Restate the SQLMap enumeration text starting at the words "In such cases, a" and ending after "interest for pentesters.", swapping "pentesters" for "penetration testers".
:: Source document
In such cases, a user is also advised to include the switch --exclude-sysdbs (e.g. --dump-all --exclude-sysdbs), which will instruct SQLMap to skip the retrieval of content from system databases, as it is usually of little interest for pentesters.

Advanced Database Enumeration

DB Schema Enumeration

If we wanted to retrieve the structure of all of the tables so that we can have a complete overview of the database architecture, we could use the switch --schema:

gitblanc@htb[/htb]$ sqlmap -u "http://www.example.com/?id=1" --schema
 
...SNIP...
Database: master
Table: log
[3 columns]
+--------+--------------+
| Column | Type         |
+--------+--------------+
| date   | datetime     |
| agent  | varchar(512) |
| id     | int(11)      |
+--------+--------------+
 
Database: owasp10
Table: accounts
[4 columns]
+-------------+---------+
| Column      | Type    |
+-------------+---------+
| cid         | int(11) |
| mysignature | text    |
| password    | text    |
| username    | text    |
+-------------+---------+
...
::::
:: Provided material
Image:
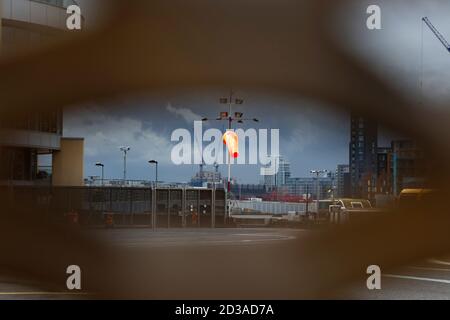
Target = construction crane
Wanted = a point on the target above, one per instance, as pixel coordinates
(436, 33)
(444, 43)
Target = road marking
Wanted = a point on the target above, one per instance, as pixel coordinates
(416, 278)
(444, 263)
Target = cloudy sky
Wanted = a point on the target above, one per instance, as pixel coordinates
(311, 135)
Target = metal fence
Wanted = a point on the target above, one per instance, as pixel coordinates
(163, 208)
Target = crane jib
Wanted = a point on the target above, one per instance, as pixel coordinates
(436, 33)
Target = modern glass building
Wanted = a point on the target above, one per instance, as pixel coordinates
(363, 157)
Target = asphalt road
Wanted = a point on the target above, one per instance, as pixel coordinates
(422, 280)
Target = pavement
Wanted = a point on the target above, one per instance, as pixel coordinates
(428, 279)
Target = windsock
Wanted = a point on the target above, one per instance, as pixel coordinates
(231, 140)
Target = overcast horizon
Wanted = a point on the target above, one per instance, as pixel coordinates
(312, 136)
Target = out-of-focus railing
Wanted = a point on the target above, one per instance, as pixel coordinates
(58, 3)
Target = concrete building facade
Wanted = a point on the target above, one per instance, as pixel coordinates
(26, 25)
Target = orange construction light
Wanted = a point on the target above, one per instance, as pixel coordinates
(231, 140)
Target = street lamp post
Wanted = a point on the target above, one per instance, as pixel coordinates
(317, 173)
(99, 164)
(156, 171)
(125, 151)
(227, 116)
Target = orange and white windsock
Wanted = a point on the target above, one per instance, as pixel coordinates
(231, 140)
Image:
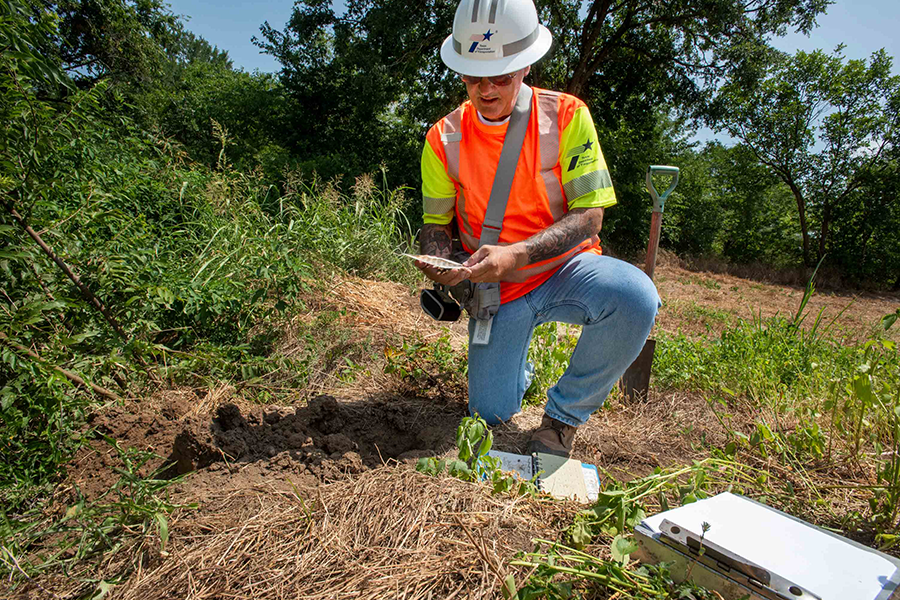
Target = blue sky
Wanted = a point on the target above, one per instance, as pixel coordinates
(863, 26)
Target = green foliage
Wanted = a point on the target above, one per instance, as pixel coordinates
(474, 441)
(551, 347)
(820, 125)
(130, 515)
(560, 572)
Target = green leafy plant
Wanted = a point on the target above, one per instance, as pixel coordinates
(551, 347)
(132, 513)
(473, 441)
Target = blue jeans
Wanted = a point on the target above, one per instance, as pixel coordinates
(613, 301)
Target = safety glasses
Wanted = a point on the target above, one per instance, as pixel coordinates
(499, 80)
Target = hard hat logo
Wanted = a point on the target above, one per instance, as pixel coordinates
(478, 46)
(495, 37)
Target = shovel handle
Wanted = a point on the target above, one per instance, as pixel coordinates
(653, 244)
(659, 200)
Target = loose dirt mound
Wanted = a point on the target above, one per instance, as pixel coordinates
(324, 440)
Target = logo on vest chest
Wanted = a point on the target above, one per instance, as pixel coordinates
(580, 157)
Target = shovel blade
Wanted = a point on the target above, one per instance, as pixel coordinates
(635, 382)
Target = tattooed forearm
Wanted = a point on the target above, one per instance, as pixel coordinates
(573, 228)
(435, 240)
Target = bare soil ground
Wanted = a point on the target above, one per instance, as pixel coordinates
(317, 498)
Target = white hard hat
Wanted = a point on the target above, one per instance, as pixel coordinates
(495, 37)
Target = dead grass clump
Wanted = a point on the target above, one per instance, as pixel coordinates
(390, 533)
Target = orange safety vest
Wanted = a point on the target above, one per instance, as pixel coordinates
(470, 151)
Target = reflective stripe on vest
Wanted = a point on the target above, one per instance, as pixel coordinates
(548, 128)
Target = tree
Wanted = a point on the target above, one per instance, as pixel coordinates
(821, 125)
(370, 75)
(688, 42)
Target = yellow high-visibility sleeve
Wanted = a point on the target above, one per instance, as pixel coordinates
(438, 189)
(585, 176)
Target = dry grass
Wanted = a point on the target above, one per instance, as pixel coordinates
(391, 533)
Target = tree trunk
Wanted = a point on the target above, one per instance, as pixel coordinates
(86, 292)
(823, 231)
(67, 374)
(801, 209)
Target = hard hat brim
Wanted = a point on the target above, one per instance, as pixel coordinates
(500, 66)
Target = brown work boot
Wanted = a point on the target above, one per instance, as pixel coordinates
(552, 437)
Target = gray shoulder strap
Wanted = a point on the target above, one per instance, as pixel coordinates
(506, 168)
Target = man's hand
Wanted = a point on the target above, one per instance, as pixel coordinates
(496, 263)
(449, 277)
(435, 240)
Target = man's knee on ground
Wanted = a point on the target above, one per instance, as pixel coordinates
(638, 302)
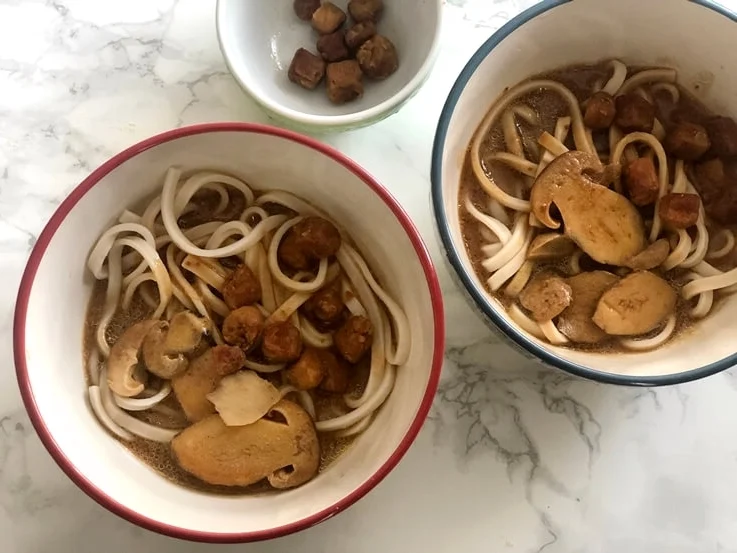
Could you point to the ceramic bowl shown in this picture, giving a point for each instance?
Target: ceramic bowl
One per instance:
(56, 288)
(556, 34)
(258, 40)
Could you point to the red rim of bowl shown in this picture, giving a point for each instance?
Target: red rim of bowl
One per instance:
(19, 331)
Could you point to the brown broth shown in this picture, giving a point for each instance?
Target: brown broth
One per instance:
(580, 79)
(159, 456)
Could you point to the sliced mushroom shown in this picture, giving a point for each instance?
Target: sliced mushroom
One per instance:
(576, 320)
(650, 257)
(546, 297)
(123, 374)
(637, 304)
(243, 398)
(202, 377)
(550, 245)
(286, 452)
(168, 344)
(603, 223)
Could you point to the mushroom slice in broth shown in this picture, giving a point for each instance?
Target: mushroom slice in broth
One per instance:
(637, 304)
(604, 224)
(286, 452)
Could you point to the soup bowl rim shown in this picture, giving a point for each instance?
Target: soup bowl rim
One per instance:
(479, 297)
(68, 205)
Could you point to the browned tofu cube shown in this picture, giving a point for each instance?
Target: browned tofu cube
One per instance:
(378, 57)
(600, 111)
(359, 33)
(679, 211)
(328, 18)
(344, 81)
(365, 10)
(332, 47)
(305, 8)
(306, 69)
(641, 181)
(687, 141)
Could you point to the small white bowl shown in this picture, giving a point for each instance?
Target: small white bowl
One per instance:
(699, 39)
(56, 288)
(259, 38)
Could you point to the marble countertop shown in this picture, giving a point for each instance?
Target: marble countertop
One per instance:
(513, 457)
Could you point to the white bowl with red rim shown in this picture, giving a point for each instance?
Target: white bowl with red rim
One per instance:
(48, 340)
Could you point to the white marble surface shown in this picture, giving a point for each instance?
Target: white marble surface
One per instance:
(514, 458)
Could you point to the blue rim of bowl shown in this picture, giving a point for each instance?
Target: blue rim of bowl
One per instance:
(465, 275)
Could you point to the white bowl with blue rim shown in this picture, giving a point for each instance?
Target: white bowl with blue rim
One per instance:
(699, 39)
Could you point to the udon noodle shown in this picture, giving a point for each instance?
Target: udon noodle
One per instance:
(542, 124)
(177, 255)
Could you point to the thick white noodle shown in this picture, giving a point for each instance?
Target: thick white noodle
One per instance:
(665, 75)
(105, 243)
(511, 248)
(313, 337)
(169, 215)
(130, 290)
(519, 280)
(579, 133)
(215, 304)
(141, 404)
(717, 282)
(399, 321)
(357, 428)
(350, 299)
(129, 423)
(726, 237)
(378, 352)
(112, 297)
(262, 368)
(207, 180)
(705, 301)
(497, 280)
(496, 227)
(372, 404)
(99, 410)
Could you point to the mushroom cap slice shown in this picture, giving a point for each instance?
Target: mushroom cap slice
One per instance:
(122, 375)
(202, 377)
(186, 331)
(550, 245)
(243, 398)
(286, 451)
(637, 304)
(575, 322)
(546, 297)
(168, 344)
(650, 257)
(604, 224)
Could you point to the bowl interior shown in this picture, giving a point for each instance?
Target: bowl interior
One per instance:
(259, 40)
(556, 34)
(267, 160)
::::
**Correct output:**
In such cases, a user is also advised to include the switch --exclude-sysdbs (e.g. --dump-all --exclude-sysdbs), which will instruct SQLMap to skip the retrieval of content from system databases, as it is usually of little interest for penetration testers.